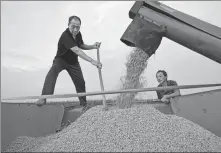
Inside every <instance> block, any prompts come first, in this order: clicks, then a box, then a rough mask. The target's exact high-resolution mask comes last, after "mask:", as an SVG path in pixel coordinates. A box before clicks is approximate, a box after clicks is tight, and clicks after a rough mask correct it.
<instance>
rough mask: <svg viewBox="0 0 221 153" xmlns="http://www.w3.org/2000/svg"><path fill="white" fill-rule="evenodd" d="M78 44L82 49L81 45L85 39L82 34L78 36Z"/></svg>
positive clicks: (77, 36) (82, 43) (79, 34)
mask: <svg viewBox="0 0 221 153" xmlns="http://www.w3.org/2000/svg"><path fill="white" fill-rule="evenodd" d="M77 42H78V47H81V45H83V44H84V41H83V39H82V35H81V32H79V33H78V35H77Z"/></svg>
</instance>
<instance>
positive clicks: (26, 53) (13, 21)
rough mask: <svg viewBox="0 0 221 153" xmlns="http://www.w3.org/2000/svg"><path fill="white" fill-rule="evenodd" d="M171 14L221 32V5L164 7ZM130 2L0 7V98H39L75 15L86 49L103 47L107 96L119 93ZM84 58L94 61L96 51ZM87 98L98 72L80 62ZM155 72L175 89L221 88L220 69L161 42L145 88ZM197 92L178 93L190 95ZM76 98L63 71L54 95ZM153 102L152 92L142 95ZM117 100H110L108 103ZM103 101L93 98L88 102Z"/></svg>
mask: <svg viewBox="0 0 221 153" xmlns="http://www.w3.org/2000/svg"><path fill="white" fill-rule="evenodd" d="M162 3H164V4H166V5H168V6H170V7H172V8H175V9H177V10H179V11H182V12H184V13H187V14H190V15H192V16H195V17H197V18H199V19H201V20H204V21H206V22H209V23H211V24H214V25H216V26H219V27H221V20H220V19H219V18H220V17H219V16H220V15H219V14H221V9H220V8H221V2H219V1H210V2H206V1H201V2H200V1H197V2H193V1H176V2H175V1H174V2H169V1H165V2H162ZM133 4H134V1H119V2H117V1H96V2H93V1H82V2H80V1H72V2H71V1H64V2H59V1H48V2H45V1H36V2H35V1H5V2H2V1H1V96H2V98H9V97H17V96H38V95H40V94H41V90H42V87H43V83H44V79H45V76H46V75H47V73H48V71H49V69H50V67H51V65H52V60H53V58H54V56H55V54H56V51H57V42H58V39H59V37H60V35H61V33H62V32H63V31H64V30H65V29H66V28H67V24H68V22H67V21H68V18H69V16H71V15H78V16H79V17H80V18H81V20H82V27H81V32H82V35H83V40H84V42H85V43H86V44H93V43H94V42H96V41H101V42H102V45H101V49H100V58H101V62H102V64H103V68H102V75H103V81H104V88H105V90H117V89H119V79H120V77H121V76H122V75H124V74H125V62H126V56H127V55H128V54H129V53H130V52H131V48H130V47H127V46H126V45H125V44H123V43H122V42H121V41H120V38H121V36H122V34H123V33H124V31H125V30H126V28H127V26H128V25H129V24H130V22H131V19H130V18H129V17H128V13H129V10H130V8H131V7H132V5H133ZM85 53H86V54H87V55H89V56H91V57H92V58H94V59H96V57H97V52H96V50H88V51H85ZM79 60H80V64H81V66H82V70H83V74H84V78H85V81H86V88H87V91H88V92H92V91H100V90H101V89H100V82H99V76H98V70H97V68H96V67H95V66H93V65H92V64H90V63H88V62H86V61H83V60H82V59H80V58H79ZM159 69H164V70H166V71H167V73H168V79H171V80H175V81H177V83H178V84H179V85H187V84H188V85H190V84H208V83H220V82H221V79H220V76H221V71H220V70H221V65H220V64H218V63H216V62H214V61H212V60H210V59H208V58H206V57H204V56H202V55H199V54H197V53H195V52H193V51H191V50H189V49H187V48H185V47H183V46H181V45H179V44H176V43H175V42H173V41H170V40H168V39H167V38H163V40H162V43H161V45H160V47H159V48H158V50H157V51H156V54H155V55H154V56H152V57H151V58H150V59H149V61H148V66H147V69H146V71H145V73H144V76H146V79H147V84H146V87H156V86H157V85H158V83H157V81H156V77H155V74H156V72H157V71H158V70H159ZM208 89H209V88H207V89H199V90H196V89H195V90H193V89H192V90H181V93H182V94H188V93H192V92H196V91H203V90H208ZM68 93H76V91H75V87H74V85H73V83H72V81H71V78H70V77H69V75H68V73H67V72H66V71H62V72H61V73H60V75H59V77H58V79H57V84H56V87H55V94H68ZM140 95H141V96H142V97H144V98H147V99H151V98H156V93H155V92H150V93H143V94H140ZM112 96H115V95H109V96H107V97H112ZM93 98H101V96H92V97H88V99H93Z"/></svg>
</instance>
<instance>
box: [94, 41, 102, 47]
mask: <svg viewBox="0 0 221 153" xmlns="http://www.w3.org/2000/svg"><path fill="white" fill-rule="evenodd" d="M100 46H101V42H96V43H94V45H93V48H94V49H99V48H100Z"/></svg>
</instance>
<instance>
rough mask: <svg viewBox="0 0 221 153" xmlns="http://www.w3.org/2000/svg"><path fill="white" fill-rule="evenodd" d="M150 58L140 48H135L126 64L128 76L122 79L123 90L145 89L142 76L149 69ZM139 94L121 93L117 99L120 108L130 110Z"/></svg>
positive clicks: (126, 69)
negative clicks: (147, 69) (134, 99)
mask: <svg viewBox="0 0 221 153" xmlns="http://www.w3.org/2000/svg"><path fill="white" fill-rule="evenodd" d="M148 59H149V56H148V55H147V54H146V53H145V52H144V51H142V50H141V49H139V48H134V49H133V51H132V52H131V53H130V54H129V56H128V58H127V62H126V75H125V76H123V77H122V78H121V89H122V90H124V89H138V88H142V87H143V85H144V84H143V81H144V80H145V79H144V78H142V74H143V72H144V70H145V69H146V67H147V62H148ZM136 94H137V93H121V94H120V95H119V96H118V97H117V106H118V108H121V109H123V108H130V107H131V105H132V102H133V100H134V98H135V96H136Z"/></svg>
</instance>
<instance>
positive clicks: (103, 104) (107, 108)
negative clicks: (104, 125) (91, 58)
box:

====

> ANGABEN ZUR AUFGABE: Schreibe sämtliche Zeilen oben Zeichen für Zeichen ab. Lass dabei das Bild weg.

> LÖSUNG FOLGT:
Inside every <instance> block, any prompts come first, in this order: clicks, then a box, then a rough mask. The target's exact high-resolution mask comes last, after "mask:", as an SVG path in pixel coordinates. A box before clicks is approximate, a box after clicks is tight, and clicks after a rough mask correct it.
<instance>
rough mask: <svg viewBox="0 0 221 153" xmlns="http://www.w3.org/2000/svg"><path fill="white" fill-rule="evenodd" d="M78 44L82 49L81 45L85 39L82 34L78 36Z"/></svg>
positive clicks: (77, 36) (82, 43) (79, 34)
mask: <svg viewBox="0 0 221 153" xmlns="http://www.w3.org/2000/svg"><path fill="white" fill-rule="evenodd" d="M77 42H78V47H81V45H83V44H84V41H83V39H82V35H81V32H79V33H78V35H77Z"/></svg>
</instance>
<instance>
positive clicks: (26, 53) (13, 21)
rough mask: <svg viewBox="0 0 221 153" xmlns="http://www.w3.org/2000/svg"><path fill="white" fill-rule="evenodd" d="M171 14L221 32V5L164 7ZM130 2L0 7V98H39L75 15L86 49L103 47L107 96L119 93ZM84 58L94 61L96 51ZM87 98L98 72L80 62ZM155 72L175 89L221 88L220 69L161 42L145 88ZM197 92L178 93L190 95ZM76 98L63 71L54 95ZM153 102L152 92L142 95ZM117 100H110L108 103ZM103 101L93 98L88 102Z"/></svg>
mask: <svg viewBox="0 0 221 153" xmlns="http://www.w3.org/2000/svg"><path fill="white" fill-rule="evenodd" d="M162 3H164V4H166V5H168V6H170V7H172V8H175V9H177V10H179V11H182V12H184V13H187V14H190V15H192V16H195V17H197V18H199V19H201V20H204V21H206V22H209V23H211V24H214V25H216V26H219V27H221V20H220V19H219V18H220V17H219V16H220V15H219V14H221V9H220V8H221V2H219V1H210V2H206V1H201V2H200V1H197V2H193V1H176V2H175V1H174V2H169V1H165V2H162ZM133 4H134V1H119V2H117V1H96V2H93V1H82V2H80V1H72V2H71V1H64V2H59V1H48V2H45V1H36V2H35V1H5V2H2V1H1V96H2V98H9V97H17V96H38V95H40V94H41V90H42V87H43V83H44V79H45V76H46V75H47V73H48V71H49V69H50V67H51V65H52V60H53V58H54V56H55V54H56V51H57V42H58V39H59V37H60V35H61V33H62V32H63V31H64V30H65V29H66V28H67V24H68V22H67V21H68V18H69V16H71V15H78V16H79V17H80V18H81V20H82V27H81V32H82V35H83V40H84V42H85V43H86V44H93V43H94V42H96V41H101V42H102V45H101V49H100V58H101V62H102V64H103V68H102V75H103V81H104V88H105V90H117V89H119V79H120V77H121V76H122V75H124V74H125V62H126V56H127V55H128V54H129V53H130V52H131V48H130V47H127V46H126V45H125V44H123V43H122V42H121V41H120V38H121V36H122V34H123V33H124V31H125V30H126V28H127V26H128V25H129V24H130V22H131V19H130V18H129V17H128V13H129V10H130V8H131V7H132V5H133ZM85 53H86V54H87V55H89V56H91V57H92V58H94V59H96V57H97V52H96V50H88V51H85ZM79 60H80V64H81V66H82V70H83V74H84V78H85V81H86V88H87V91H88V92H92V91H100V90H101V89H100V82H99V76H98V70H97V68H96V67H95V66H93V65H92V64H90V63H88V62H86V61H83V60H82V59H80V58H79ZM159 69H164V70H166V71H167V73H168V79H171V80H175V81H177V83H178V84H179V85H187V84H188V85H190V84H208V83H220V82H221V79H220V76H221V71H220V70H221V65H220V64H218V63H216V62H214V61H212V60H210V59H208V58H206V57H204V56H202V55H199V54H197V53H195V52H193V51H191V50H189V49H187V48H185V47H183V46H181V45H179V44H176V43H175V42H173V41H170V40H168V39H167V38H163V40H162V43H161V45H160V47H159V48H158V50H157V51H156V54H155V55H154V56H152V57H151V58H150V59H149V61H148V66H147V69H146V71H145V73H144V76H146V79H147V84H146V87H156V86H157V85H158V83H157V81H156V77H155V74H156V72H157V71H158V70H159ZM208 89H209V88H207V89H199V90H196V89H195V90H193V89H192V90H181V93H182V94H188V93H192V92H196V91H203V90H208ZM68 93H76V91H75V87H74V85H73V83H72V81H71V78H70V77H69V75H68V73H67V72H66V71H62V72H61V73H60V75H59V77H58V79H57V84H56V87H55V94H68ZM140 95H141V96H142V97H144V98H147V99H151V98H156V93H155V92H150V93H143V94H140ZM112 96H115V95H109V96H107V97H112ZM93 98H101V96H92V97H88V99H93Z"/></svg>
</instance>
<instance>
box: [94, 41, 102, 47]
mask: <svg viewBox="0 0 221 153" xmlns="http://www.w3.org/2000/svg"><path fill="white" fill-rule="evenodd" d="M100 46H101V42H96V43H94V45H93V48H94V49H99V48H100Z"/></svg>
</instance>
<instance>
rough mask: <svg viewBox="0 0 221 153" xmlns="http://www.w3.org/2000/svg"><path fill="white" fill-rule="evenodd" d="M150 58L140 48H135L126 64L128 76L122 79L123 90L145 89L142 76L149 69ZM139 94L121 93L117 99L120 108L130 110Z"/></svg>
positive clicks: (126, 69)
negative clicks: (147, 69) (134, 99)
mask: <svg viewBox="0 0 221 153" xmlns="http://www.w3.org/2000/svg"><path fill="white" fill-rule="evenodd" d="M148 59H149V56H148V55H147V54H146V53H145V52H144V51H142V50H141V49H139V48H134V49H133V51H132V52H131V53H130V54H129V56H128V58H127V62H126V75H125V76H123V77H122V78H121V89H122V90H124V89H138V88H142V87H143V85H144V84H143V81H144V80H145V79H144V78H142V74H143V72H144V70H145V69H146V67H147V62H148ZM136 94H137V93H121V94H120V95H119V96H118V97H117V106H118V108H121V109H123V108H130V107H131V105H132V102H133V100H134V98H135V96H136Z"/></svg>
</instance>
<instance>
positive clicks: (103, 104) (107, 108)
negative clicks: (104, 125) (91, 58)
box:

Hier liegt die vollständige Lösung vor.